Yanında Olmak ve Olmamak Arasındaki İnce Çizgi
“Senin vicdanını rahatlatacağın yer değil orası.”
Bu cümle öylesine söylenmiş gibi görünse de içimde derin bir iz bıraktı. O an, onun bu zor sürecinde yanında olmamı istemediğini, benim vicdan yaptığımı düşünüp ve sırf bu yüzden yanında bulunmamı kabul etmediğini anladım. Sanki hislerimin, niyetimin ve varlığımın bir önemi yokmuş gibi hissettirdi. Oysa benim için mesele vicdan yapma meselesi değildi. Zor zamanlarında birinin yanında olmak, yalnızca bir sorumluluk değil, içten gelen bir istekti.
Bir insanın en karanlık zamanlarında yanında olmak istemek, bazen kelimelerle ifade edilemeyecek kadar güçlü bir duygudur. Sevdiklerini acı çekerken görmek, onların yükünü paylaşmak istemek, bazen insana en ağır gelen duygulardan biridir. Çünkü birini sevmek, onun sadece mutlu günlerinde değil, en zor anlarında da yanında olmayı istemek demektir.

> [Verilen görev A] Alıntıya göre birini sevmek ne demektir?

> [Gösterilen kayıtlar]

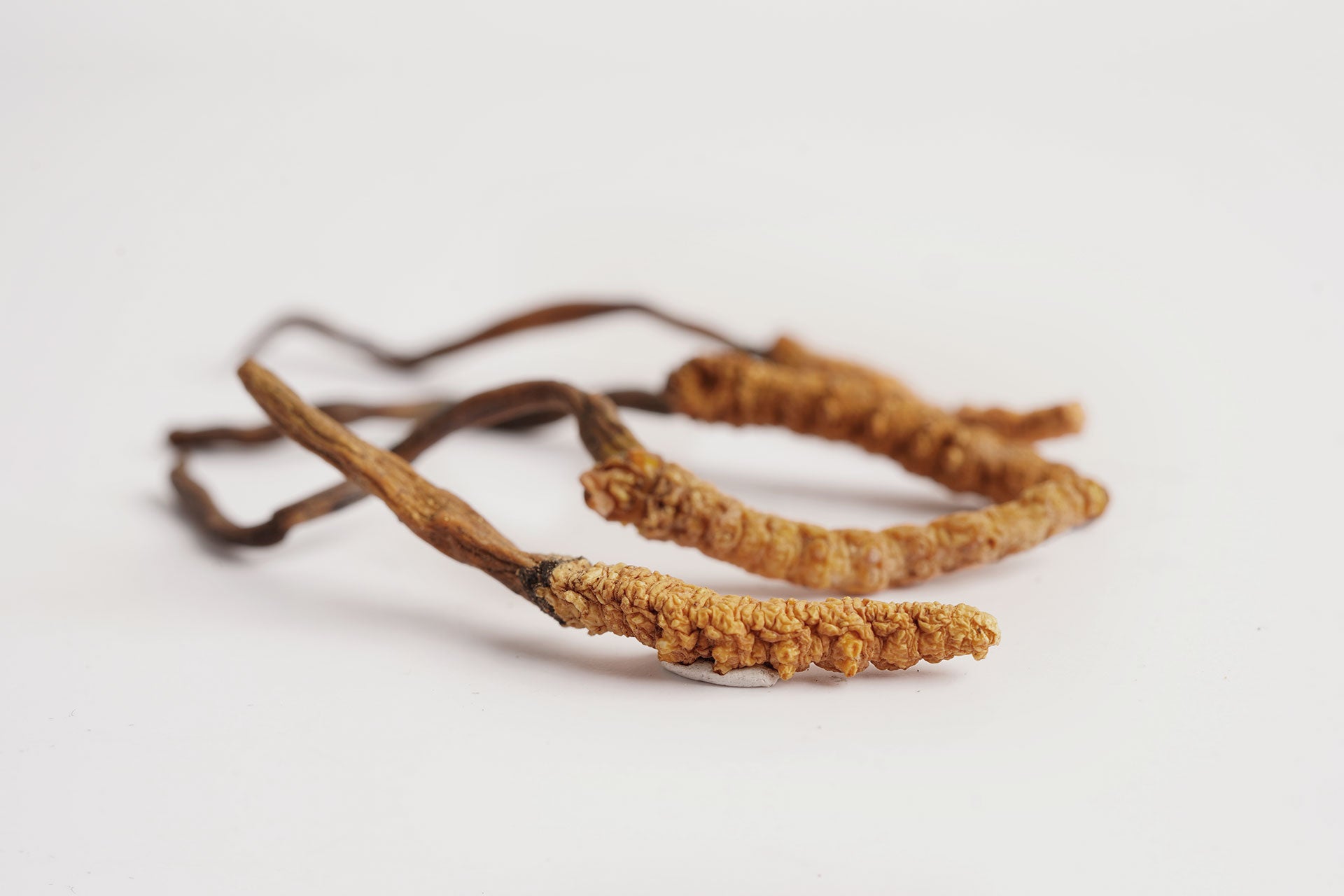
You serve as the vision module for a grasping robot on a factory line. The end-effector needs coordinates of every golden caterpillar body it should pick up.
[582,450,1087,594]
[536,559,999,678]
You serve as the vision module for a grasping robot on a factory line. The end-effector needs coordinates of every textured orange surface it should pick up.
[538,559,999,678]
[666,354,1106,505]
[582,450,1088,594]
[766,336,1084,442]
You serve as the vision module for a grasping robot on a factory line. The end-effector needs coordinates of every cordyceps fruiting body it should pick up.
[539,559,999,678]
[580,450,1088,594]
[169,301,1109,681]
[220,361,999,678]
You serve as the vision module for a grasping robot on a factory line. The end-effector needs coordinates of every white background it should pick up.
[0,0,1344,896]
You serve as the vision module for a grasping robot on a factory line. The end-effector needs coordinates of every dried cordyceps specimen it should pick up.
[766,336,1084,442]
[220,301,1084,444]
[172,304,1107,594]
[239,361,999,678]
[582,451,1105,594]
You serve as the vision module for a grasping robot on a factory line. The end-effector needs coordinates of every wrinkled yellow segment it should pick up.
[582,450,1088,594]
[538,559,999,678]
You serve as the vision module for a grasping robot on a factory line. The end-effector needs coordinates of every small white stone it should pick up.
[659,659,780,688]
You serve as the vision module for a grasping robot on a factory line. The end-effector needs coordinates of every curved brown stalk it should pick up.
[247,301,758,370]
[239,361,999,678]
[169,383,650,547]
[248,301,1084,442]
--
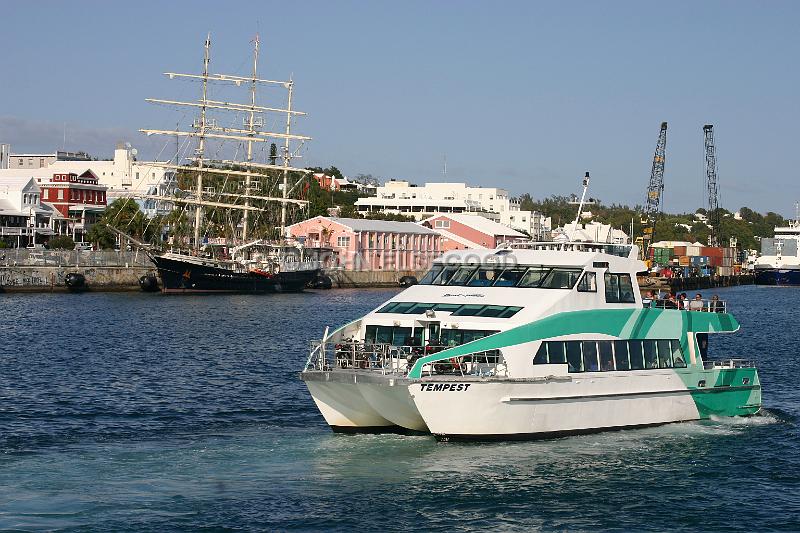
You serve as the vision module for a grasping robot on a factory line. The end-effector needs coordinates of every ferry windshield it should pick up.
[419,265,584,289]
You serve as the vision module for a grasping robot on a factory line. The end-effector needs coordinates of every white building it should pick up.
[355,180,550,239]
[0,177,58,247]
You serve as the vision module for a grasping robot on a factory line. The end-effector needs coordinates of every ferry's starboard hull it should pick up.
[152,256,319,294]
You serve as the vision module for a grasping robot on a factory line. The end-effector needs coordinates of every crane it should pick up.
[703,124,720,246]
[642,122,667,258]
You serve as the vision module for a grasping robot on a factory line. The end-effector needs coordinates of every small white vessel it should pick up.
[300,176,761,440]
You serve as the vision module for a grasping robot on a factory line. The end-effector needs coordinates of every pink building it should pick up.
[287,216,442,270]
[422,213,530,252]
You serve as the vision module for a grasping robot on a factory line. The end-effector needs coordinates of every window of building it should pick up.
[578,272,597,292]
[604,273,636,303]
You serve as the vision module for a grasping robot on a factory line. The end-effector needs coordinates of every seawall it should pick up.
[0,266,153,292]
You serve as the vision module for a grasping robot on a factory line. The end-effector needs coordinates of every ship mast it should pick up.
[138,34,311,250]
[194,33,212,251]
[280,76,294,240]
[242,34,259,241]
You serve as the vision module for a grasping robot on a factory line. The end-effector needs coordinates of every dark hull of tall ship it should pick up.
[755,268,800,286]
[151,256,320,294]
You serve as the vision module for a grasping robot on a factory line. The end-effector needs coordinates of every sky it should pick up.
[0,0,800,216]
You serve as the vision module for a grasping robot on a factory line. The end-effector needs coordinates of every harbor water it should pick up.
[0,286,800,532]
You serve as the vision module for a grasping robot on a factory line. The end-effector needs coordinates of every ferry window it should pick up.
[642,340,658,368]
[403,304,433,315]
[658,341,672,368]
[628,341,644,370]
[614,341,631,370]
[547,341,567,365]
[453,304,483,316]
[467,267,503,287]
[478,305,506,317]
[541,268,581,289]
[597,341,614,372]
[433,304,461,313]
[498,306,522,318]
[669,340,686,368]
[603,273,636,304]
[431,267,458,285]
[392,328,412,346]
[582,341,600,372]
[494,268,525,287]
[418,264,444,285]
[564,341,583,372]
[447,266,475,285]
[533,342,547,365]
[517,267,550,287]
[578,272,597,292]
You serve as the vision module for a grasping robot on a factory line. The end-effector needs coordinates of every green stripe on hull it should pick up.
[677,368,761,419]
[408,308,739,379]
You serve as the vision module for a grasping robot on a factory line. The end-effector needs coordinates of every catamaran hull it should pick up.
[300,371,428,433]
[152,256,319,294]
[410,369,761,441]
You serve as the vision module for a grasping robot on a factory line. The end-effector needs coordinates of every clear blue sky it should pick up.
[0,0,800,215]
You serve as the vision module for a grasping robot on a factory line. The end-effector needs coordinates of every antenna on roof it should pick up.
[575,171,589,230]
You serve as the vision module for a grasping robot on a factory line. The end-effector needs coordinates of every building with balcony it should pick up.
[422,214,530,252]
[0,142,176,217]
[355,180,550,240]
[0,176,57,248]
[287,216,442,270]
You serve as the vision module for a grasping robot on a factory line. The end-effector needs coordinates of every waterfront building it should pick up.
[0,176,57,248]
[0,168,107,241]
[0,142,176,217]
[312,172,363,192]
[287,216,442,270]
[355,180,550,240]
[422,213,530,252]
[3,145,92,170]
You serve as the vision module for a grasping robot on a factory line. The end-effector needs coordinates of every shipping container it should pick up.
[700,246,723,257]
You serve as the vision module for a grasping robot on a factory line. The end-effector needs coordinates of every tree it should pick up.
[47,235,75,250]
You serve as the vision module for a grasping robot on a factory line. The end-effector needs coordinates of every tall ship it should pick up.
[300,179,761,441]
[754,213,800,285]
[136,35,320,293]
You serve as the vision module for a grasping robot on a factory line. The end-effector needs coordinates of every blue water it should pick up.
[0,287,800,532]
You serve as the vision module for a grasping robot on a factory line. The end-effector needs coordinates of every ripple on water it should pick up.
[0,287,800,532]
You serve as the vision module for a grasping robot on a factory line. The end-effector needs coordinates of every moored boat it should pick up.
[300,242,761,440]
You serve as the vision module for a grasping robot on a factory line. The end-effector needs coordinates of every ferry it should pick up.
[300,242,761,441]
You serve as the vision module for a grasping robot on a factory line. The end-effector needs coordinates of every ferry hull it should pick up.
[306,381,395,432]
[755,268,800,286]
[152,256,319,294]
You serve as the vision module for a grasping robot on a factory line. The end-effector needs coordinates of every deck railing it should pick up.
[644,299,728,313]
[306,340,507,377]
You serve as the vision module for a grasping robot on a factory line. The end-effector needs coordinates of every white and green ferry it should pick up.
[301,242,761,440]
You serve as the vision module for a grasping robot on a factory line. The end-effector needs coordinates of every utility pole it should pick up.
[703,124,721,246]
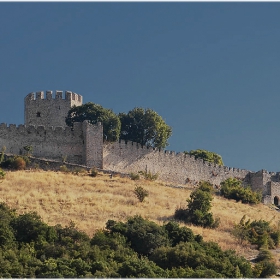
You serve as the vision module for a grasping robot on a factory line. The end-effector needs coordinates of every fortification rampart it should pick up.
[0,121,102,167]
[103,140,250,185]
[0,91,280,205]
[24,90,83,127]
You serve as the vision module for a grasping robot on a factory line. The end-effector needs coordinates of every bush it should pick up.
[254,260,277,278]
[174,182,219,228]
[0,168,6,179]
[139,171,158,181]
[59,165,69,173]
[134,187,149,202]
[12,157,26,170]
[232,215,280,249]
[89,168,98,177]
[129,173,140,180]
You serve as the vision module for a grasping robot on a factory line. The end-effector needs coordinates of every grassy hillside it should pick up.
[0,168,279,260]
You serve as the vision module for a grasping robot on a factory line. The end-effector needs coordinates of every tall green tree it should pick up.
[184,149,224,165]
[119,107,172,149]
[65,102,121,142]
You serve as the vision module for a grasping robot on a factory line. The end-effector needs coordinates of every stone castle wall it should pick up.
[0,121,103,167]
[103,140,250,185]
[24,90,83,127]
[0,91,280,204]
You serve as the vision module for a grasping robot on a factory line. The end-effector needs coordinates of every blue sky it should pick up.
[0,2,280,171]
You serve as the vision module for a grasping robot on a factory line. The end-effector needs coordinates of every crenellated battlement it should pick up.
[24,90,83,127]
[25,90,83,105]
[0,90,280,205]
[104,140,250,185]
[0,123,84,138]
---
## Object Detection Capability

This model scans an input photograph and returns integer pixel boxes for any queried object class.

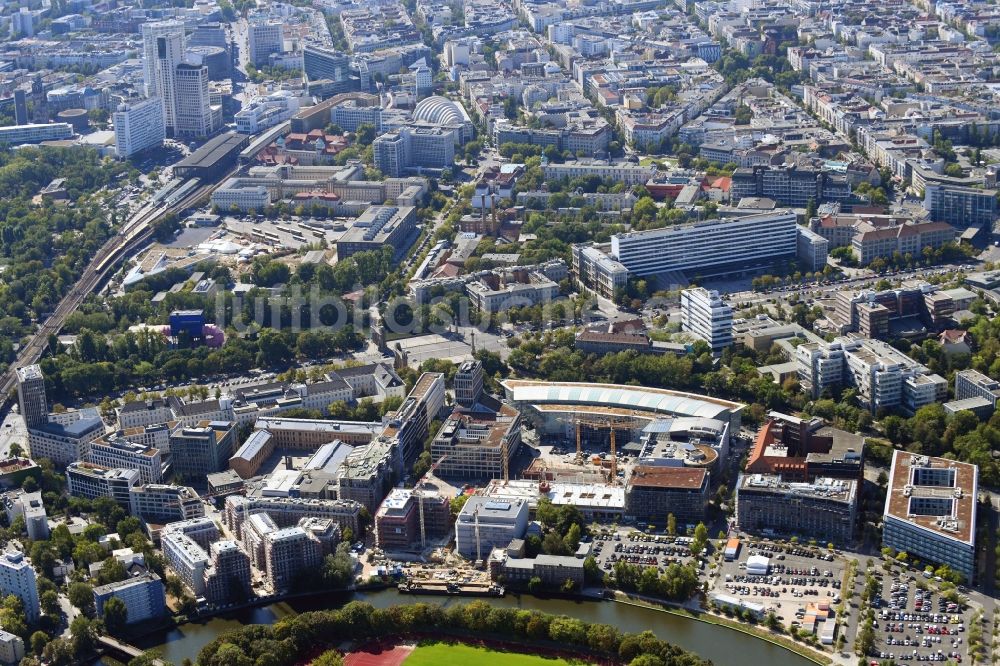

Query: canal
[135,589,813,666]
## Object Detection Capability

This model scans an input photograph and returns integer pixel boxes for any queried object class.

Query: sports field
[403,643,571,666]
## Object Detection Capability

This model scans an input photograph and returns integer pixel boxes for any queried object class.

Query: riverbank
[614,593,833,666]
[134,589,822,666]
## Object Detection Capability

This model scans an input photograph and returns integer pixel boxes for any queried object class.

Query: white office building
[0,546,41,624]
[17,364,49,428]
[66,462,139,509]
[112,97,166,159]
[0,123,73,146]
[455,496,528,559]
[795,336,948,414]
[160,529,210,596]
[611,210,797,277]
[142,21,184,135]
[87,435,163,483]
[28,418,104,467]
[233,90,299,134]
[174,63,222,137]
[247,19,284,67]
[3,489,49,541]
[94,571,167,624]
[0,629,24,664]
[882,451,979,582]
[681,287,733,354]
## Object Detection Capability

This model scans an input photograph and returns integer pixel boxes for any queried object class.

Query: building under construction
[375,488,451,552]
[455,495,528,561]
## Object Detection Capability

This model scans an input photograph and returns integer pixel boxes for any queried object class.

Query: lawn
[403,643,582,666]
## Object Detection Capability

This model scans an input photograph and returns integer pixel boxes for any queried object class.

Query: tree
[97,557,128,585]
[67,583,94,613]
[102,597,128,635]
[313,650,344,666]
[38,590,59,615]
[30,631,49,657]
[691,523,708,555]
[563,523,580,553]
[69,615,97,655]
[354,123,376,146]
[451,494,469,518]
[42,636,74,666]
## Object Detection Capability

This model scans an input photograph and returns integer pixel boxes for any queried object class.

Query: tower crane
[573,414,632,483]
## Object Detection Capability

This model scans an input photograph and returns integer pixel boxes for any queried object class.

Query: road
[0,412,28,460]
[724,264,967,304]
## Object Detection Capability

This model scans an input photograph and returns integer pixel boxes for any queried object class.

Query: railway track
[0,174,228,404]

> [Verilen görev B] Kayıtlarda "body" kelimesinin geçtiği satırları belirleyip her birini kopyalar mısın?

> [Eksiksiz yanıt A] Birini sevmek, onun sadece mutlu günlerinde değil, en zor anlarında da yanında olmayı istemek demektir.

> [Eksiksiz yanıt B]
You serve as the vision module for a grasping robot on a factory line. The end-effector needs coordinates of every golden caterpillar body it should pick up.
You serve as the vision module for a grasping robot on a factory line. The end-effector needs coordinates of every cordyceps fruiting body it should pick up.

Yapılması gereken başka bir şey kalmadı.